_Source text_.
During World War II, Casco Bay became U.S. Navy base Sail for destroyers escorting HX, SC, and ON convoys of the Battle of the Atlantic. Facilities constructed on the island included the Torpedo Control Officers School of the Portland Naval Training Center, a navy supply pier with a naval fuel annex often cited as a source of contamination for both the island's marsh and Casco Bay, and the Naval Auxiliary Air Facility Casco Bay seaplane base operated as part of Naval Air Station Brunswick from 14 May 1943 to 15 December 1946. The United States Army Coast Artillery Corps built two batteries of 90 mm dual-purpose guns on the island as the Long Island Military Reservation, part of the Harbor Defenses of Portland. On one of the island's highest hills, a 65-foot concrete tower was constructed with a 25-foot wooden superstructure on top, as a radar observation station.

After the war, tourism became the most popular industry, and several small stores, a fire station, and a K–5 school (1953) were built.

In 1969, the U.S. government sold the historic naval fuel annex to King Resources, which envisioned a supertanker port on Long Island that, combined with the existing Portland–Montreal pipeline to Canada, would make Casco Bay the largest crude oil export destination in the world by volume at the time. The initial King Resources purchase included 181 acres of land, a 600-foot pier and 15 underground fuel storage tanks with a capacity in excess of 623,000 barrels. King Resources bought an additional 175 acres on Long Island for its plant, along with the historic Fort McKinley property on nearby Great Diamond Island, but eventually abandoned the project as delays and costs grew as a result of opposition by environmental and community groups.

_Directions_.
1. According to the Casco Bay history, why did King Resources drop its supertanker port project on Long Island? Answer in one to three sentences.
2. Copy the Casco Bay history word for word, starting at "During World War" and ending at "radar observation station.".
3. Proceed with the Casco Bay history, writing on from its final sentence.

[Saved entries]

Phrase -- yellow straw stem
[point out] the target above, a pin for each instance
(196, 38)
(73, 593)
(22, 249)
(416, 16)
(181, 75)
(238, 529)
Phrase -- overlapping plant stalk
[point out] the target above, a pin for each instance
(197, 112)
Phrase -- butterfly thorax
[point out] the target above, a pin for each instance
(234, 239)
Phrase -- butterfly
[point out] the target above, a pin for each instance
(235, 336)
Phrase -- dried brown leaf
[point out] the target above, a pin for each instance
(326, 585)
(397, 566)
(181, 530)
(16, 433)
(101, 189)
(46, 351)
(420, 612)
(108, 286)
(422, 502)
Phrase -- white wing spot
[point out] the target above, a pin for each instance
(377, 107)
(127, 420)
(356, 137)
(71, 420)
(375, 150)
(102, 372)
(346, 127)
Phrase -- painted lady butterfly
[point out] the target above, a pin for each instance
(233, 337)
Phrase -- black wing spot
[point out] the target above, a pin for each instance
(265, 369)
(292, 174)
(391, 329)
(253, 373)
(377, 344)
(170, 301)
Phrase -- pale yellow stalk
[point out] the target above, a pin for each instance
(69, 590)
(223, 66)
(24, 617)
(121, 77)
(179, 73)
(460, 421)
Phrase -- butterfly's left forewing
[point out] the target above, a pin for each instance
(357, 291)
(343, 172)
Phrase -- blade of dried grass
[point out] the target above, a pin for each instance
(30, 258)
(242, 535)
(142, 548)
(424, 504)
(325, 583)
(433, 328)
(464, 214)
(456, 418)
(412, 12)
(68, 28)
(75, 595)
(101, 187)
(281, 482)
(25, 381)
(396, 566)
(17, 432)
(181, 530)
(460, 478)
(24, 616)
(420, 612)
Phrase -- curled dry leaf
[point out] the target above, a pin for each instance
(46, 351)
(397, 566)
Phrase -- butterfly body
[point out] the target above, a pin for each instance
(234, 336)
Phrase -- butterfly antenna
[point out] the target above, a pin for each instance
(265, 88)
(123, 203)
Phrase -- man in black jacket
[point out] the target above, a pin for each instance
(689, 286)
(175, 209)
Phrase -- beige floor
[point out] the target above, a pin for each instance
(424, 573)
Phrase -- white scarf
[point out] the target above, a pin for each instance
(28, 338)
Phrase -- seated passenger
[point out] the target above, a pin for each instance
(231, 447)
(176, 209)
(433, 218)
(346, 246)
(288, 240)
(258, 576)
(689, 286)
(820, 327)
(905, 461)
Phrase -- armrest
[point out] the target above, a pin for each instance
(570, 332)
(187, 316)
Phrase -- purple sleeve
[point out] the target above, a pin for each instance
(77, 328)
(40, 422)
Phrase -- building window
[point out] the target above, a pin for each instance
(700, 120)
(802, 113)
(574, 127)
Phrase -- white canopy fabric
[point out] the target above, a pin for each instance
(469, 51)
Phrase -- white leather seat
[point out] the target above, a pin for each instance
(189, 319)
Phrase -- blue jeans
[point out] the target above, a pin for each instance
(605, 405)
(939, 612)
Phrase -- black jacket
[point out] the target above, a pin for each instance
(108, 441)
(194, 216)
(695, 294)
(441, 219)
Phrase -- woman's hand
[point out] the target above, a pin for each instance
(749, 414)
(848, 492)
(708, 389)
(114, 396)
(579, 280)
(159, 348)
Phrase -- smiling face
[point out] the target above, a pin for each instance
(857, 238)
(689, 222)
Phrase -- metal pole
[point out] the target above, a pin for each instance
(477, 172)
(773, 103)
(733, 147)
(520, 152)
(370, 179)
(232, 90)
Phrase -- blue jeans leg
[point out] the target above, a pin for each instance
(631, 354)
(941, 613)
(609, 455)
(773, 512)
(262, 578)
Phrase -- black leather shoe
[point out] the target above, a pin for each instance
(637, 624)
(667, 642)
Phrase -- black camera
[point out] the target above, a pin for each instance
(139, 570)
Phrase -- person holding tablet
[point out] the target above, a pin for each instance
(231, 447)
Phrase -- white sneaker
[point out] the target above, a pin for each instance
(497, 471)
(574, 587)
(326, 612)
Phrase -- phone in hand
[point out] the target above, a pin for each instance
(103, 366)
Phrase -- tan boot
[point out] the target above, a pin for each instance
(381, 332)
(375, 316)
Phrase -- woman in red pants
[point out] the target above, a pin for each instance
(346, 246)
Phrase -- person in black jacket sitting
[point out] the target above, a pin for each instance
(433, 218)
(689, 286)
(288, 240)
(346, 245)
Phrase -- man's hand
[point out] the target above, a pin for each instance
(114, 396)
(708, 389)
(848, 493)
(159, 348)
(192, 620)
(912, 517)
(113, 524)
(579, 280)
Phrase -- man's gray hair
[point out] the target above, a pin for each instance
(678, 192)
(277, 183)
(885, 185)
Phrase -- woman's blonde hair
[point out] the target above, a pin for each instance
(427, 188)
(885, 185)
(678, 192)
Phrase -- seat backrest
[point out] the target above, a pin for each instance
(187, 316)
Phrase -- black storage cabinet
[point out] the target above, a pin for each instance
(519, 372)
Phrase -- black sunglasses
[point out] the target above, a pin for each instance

_Results of the tasks_.
1. King Resources abandoned the project because delays and costs kept growing. This was the result of opposition from environmental and community groups.

2.
During World War II, Casco Bay became U.S. Navy base Sail for destroyers escorting HX, SC, and ON convoys of the Battle of the Atlantic. Facilities constructed on the island included the Torpedo Control Officers School of the Portland Naval Training Center, a navy supply pier with a naval fuel annex often cited as a source of contamination for both the island's marsh and Casco Bay, and the Naval Auxiliary Air Facility Casco Bay seaplane base operated as part of Naval Air Station Brunswick from 14 May 1943 to 15 December 1946. The United States Army Coast Artillery Corps built two batteries of 90 mm dual-purpose guns on the island as the Long Island Military Reservation, part of the Harbor Defenses of Portland. On one of the island's highest hills, a 65-foot concrete tower was constructed with a 25-foot wooden superstructure on top, as a radar observation station.

3.
In 1972, oil leaking from the Wilh. Wilhelmsen tanker Tamano washed ashore on Long Island, after the tanker proceeded to an anchorage between Long Island and Clapboard Island with the crew unaware that the ship had struck Soldier Ledge while passing through Hussey Sound. Remediation included the removal of six inches of sand from Long Island's West Beach for disposal at a landfill at Naval Air Station Brunswick.

The island was originally part of the City of Portland, which re-evaluated property taxes in 1990. Due in part to high real estate prices paid by out-of-state residents and property aesthetic values, property taxes increased substantially. Many residents felt this move created an unfair discrepancy between the money paid to Portland and the services they received in return. The island voted to secede from Portland, and on July 1, 1993, the island was declared the Town of Long Island. The Long Island Historical Society now houses every news article that was printed about the secession movement as well as video and film footage of the secession ceremonies. These archives also include copies of the local and national news coverage given to the community during its "rebellion".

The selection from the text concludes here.